**Set task 1**
Write out the part of the pushbutton experiments text that begins at the words "Later, we shall" and stops after the words "before getting started.".
**Set task 2**
Extend the pushbutton experiments text from the point where it ends.
----- Text excerpt -----
Later, we shall change the state of an LED depending on the status of the pushbutton. The shield has to be attached to the \arduino\ board
before doing these experiments and the \arduino\ needs to be connected to the computer 
with a USB cable, as shown in \figref{arduino}. The reader should go through the
instructions given in \secref{sec:ard-start} before getting started.
\begin{enumerate}
\item In the first experiment, we shall simply read the status of the
  pushbutton. Recall that it is a normally open type of switch. So, in
  an unpressed state, the logic read will be ``0'', corresponding to
  0V. And, when the user presses the pushbutton, the reading would be
  ``1'', corresponding to 5V. The code for this experiment is given in
  \ardref{ard:push-100}. In the initialization part of the code, we
  assign the sensor pin to be read, 12 in this case, to a variable for
  ease. Next, we initialize the port for serial port communication at
  data rate of 115200 bits per second and declare the digital pin 12 as an 
  input pin using the command {\tt pinMode}.  After initialization, 
  we start reading the status of the pushbutton using the following command:
  \lstinputlisting[firstline=7,lastline=7]
  {\LocPushardcode/push-button-status/push-button-status.ino}

  Note that the input argument to this command is the digital pin 12
  corresponding to the pin to which the pushbutton is connected.  After
  acquiring the values, we print them using,
  \lstinputlisting[firstline=8,lastline=8]
  {\LocPushardcode/push-button-status/push-button-status.ino} We
  repeat this read and print process 50 times by putting the
  commands in a {\tt for} loop. While running this experiment, the readers must press
  and release the pushbutton and observe the values being printed on the
  {\tt Serial Monitor} of Arduino IDE.

\item In the second experiment, we shall control the power given to an
  LED as per the status of the pushbutton. The code for this
  experiment is given in \ardref{ard:push-200}. This experiment can be
  taken as a step further to the previous one. We declare the LED pin
  to be controlled as an output pin by,
  \lstinputlisting[firstline=7,lastline=7]
  {\LocPushardcode/led-push-button/led-push-button.ino} Next, we read
  the pusbhutton value from digital pin 12. If the value is ``1'',
  we turn on the LED at pin 9 else we turn it off. The
  condition check is performed using {\tt if else} statements. We run
  these commands for 50 iterations. While running this experiment, the readers 
  must press and release the pushbutton. Accordingly, they can observe whether 
  the LED glows when the pushbutton is pressed. 
  %  \redcolor{Serial monitor}.
----- Provided data -----
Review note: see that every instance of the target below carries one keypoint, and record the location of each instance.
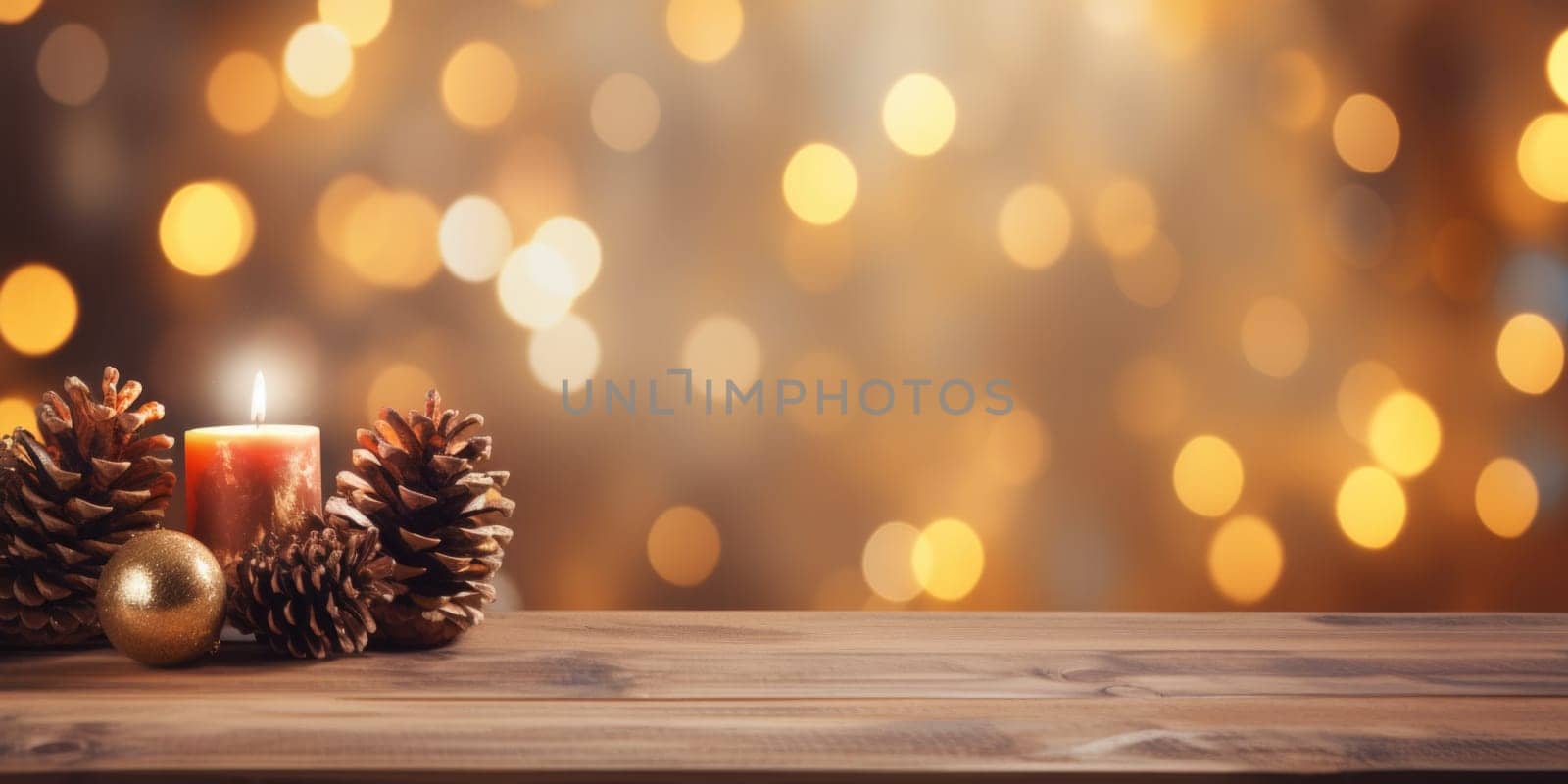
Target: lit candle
(247, 480)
-----
**Exercise output 1**
Later, we shall change the state of an LED depending on the status of the pushbutton. The shield has to be attached to the \arduino\ board
before doing these experiments and the \arduino\ needs to be connected to the computer 
with a USB cable, as shown in \figref{arduino}. The reader should go through the
instructions given in \secref{sec:ard-start} before getting started.

**Exercise output 2**
\end{enumerate}

\subsection{Arduino Code}
\lstset{style=mystyle}
\label{sec:push-arduino-code}
\addtocontents{ard}{\protect\addvspace{\codclr}}

\begin{ardcode}
  \acaption{Read the status of the pushbutton and display it on the
  Serial Monitor}{Read the status of the pushbutton and display it on
    the Serial Monitor.  Available at
    \LocPushardbrief{push-button-status/push-button-status.ino}.}
\label{ard:push-100}
\lstinputlisting{\LocPushardcode/push-button-status/push-button-status.ino}
\end{ardcode}

\begin{ardcode}
  \acaption{Turning the LED on or off depending on the pushbutton}
  {Turning the LED on or off depending on the pushbutton.  Available
    at \LocPushardbrief{led-push-button/led-push-button.ino}.}
\label{ard:push-200}
\lstinputlisting{\LocPushardcode/led-push-button/led-push-button.ino}
\end{ardcode}


\section{Reading the pushbutton Status from Scilab}
\subsection{Reading the pushbutton Status}
In this section, we discuss how to carry out the experiments of the
previous section from Scilab. We will list the same two experiments,
in the same order.  The shield has to be attached to the \arduino\ board
before doing these experiments and the \arduino\ needs to be connected to the computer 
with a USB cable, as shown in \figref{arduino}.
The reader should go through the instructions given in
\secref{sec:sci-start} before getting started. 
\begin{enumerate}
\item In the first experiment, we will read the pushbutton status using a 
Graphical user interface (GUI) in Scilab. The code for this experiment is 
given in  \sciref{sci:push-100}. As explained earlier in \secref{sec:light-sci}, 
we begin with serial port initialization. Then, we read the input coming from
digital pin 12 using the following command: 
  \lstinputlisting[firstline=4,lastline=4]
  {\LocPushscicode/push-button-status.sce} Note that the one leg of the pushbutton on
  the shield is connected to digital pin 12 of \arduino\, 
  as given in \figref{fig:pushbuttonconn}. The read value is displayed as a GUI using
  the following command: \lstinputlisting[firstline=5,lastline=5]
  {\LocPushscicode/push-button-status.sce} where {\tt val} contains
  the pushbutton value acquired by the previous command.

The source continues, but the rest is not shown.